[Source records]
*** Block opens ***

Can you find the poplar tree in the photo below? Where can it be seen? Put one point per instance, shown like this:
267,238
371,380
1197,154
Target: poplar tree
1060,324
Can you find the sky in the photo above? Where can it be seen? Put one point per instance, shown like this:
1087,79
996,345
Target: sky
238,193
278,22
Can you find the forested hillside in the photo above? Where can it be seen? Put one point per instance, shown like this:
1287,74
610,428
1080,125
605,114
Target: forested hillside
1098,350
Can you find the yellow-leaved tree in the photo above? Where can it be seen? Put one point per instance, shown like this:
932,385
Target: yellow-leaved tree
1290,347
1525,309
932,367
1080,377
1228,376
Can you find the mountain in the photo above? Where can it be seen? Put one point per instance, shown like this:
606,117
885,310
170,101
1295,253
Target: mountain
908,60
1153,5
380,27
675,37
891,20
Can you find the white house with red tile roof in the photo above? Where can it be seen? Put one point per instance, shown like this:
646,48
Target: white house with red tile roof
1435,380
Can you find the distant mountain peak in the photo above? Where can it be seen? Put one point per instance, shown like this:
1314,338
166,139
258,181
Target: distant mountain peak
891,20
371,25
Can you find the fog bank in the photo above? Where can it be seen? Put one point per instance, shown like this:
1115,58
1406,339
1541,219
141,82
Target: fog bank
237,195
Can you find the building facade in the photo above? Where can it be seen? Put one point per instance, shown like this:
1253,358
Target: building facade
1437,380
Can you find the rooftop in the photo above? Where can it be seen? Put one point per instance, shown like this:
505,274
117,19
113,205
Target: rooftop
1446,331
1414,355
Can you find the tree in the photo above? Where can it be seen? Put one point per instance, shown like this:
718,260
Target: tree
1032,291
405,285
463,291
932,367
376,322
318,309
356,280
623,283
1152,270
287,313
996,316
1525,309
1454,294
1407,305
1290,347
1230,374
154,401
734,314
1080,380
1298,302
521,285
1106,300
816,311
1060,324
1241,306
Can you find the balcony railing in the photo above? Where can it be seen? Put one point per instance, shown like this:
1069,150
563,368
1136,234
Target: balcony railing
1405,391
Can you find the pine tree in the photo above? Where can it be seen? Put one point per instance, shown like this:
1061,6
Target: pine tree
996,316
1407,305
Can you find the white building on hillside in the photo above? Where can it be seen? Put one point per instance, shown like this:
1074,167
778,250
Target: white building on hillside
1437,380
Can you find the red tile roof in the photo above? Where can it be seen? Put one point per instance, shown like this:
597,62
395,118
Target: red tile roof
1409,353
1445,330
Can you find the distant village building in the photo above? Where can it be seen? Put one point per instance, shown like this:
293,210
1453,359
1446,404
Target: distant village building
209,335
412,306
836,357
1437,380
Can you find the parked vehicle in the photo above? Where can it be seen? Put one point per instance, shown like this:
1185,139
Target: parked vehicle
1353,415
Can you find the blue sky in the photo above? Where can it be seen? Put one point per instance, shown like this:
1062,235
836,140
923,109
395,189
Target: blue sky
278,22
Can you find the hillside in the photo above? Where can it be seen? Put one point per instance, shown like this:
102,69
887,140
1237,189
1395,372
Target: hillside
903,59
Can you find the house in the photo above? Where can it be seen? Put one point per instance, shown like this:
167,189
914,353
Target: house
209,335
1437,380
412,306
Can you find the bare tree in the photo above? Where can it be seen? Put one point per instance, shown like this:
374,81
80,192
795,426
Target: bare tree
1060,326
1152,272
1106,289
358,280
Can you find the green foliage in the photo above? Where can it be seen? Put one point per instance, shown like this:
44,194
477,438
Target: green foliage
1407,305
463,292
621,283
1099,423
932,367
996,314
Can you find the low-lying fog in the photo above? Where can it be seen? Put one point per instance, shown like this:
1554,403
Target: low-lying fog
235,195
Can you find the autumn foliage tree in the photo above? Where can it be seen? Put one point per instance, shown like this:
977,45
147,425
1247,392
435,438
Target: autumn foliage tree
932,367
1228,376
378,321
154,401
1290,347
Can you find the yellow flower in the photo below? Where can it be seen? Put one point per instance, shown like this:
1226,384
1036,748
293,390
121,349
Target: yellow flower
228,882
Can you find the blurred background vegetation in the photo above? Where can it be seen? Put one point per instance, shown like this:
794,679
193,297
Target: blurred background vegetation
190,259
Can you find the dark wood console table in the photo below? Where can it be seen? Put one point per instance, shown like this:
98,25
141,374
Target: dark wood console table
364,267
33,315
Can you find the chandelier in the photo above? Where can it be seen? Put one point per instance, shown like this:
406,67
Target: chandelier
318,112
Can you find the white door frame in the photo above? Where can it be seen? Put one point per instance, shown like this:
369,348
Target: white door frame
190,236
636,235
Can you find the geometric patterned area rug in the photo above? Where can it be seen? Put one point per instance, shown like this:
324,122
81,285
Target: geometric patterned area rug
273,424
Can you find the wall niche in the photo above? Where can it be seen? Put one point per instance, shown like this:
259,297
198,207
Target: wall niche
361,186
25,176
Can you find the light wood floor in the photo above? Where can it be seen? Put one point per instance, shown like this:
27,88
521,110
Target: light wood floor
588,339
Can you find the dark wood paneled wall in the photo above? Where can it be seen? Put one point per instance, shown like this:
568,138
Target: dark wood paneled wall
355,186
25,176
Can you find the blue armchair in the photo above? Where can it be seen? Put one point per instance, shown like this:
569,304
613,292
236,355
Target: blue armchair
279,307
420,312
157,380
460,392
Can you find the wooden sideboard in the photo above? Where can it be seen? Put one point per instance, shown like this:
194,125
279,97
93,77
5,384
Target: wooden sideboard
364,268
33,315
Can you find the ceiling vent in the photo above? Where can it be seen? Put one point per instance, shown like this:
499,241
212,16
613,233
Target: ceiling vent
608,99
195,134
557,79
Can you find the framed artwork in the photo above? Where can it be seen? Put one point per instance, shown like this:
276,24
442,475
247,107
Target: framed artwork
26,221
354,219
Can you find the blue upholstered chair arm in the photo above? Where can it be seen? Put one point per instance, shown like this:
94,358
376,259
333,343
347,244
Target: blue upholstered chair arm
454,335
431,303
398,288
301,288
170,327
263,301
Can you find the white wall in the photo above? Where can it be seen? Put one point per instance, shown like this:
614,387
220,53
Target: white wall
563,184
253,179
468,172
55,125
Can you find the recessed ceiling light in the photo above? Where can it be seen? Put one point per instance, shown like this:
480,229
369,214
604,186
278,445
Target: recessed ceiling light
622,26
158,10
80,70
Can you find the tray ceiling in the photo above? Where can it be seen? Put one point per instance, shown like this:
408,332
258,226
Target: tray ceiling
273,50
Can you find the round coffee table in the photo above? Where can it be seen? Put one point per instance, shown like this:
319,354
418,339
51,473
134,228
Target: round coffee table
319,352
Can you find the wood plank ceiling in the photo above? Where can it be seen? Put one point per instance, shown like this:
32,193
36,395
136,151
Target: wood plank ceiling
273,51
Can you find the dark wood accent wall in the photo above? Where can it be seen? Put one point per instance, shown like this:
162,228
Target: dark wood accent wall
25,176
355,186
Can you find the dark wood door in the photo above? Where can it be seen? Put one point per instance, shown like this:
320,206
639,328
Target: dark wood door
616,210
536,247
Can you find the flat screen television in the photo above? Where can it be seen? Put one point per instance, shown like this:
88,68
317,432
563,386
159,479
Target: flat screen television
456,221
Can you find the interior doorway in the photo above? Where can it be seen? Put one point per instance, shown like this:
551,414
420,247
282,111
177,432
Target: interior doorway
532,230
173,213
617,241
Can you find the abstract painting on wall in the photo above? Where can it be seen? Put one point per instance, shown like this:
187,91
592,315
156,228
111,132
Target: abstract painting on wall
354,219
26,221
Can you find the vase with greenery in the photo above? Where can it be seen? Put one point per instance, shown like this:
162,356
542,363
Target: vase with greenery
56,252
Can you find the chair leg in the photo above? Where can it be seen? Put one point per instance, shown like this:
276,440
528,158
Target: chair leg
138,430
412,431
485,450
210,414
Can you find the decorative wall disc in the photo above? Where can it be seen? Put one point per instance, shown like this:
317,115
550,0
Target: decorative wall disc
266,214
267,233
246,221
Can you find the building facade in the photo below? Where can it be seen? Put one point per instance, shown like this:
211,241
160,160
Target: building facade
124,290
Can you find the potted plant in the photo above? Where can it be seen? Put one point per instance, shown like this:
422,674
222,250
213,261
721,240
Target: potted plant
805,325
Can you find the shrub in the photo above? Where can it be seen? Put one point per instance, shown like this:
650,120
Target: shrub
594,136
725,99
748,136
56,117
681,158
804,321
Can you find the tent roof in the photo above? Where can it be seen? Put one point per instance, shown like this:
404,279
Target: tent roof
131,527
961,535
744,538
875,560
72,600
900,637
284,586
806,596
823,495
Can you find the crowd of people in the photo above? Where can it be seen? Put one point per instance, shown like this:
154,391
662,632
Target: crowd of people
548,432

*** Block closes ***

● **WHAT YOU NEED TO DO**
Report, for the data above, every line in which the string "below" appears.

● **TASK RESPONSE**
Can you find the poplar tree in the photo below? Where can it be seen? Put one point per instance, shown like this:
Can you find the yellow flower in the photo below? Where can it be seen? Put one point per instance, shown like this:
Can you find the dark wood console table in the photo below? Where can it be seen? Put one point per instance, shown like this:
Can you find the building facade in the photo below? Where can it be seen? Put one point per instance, shown like this:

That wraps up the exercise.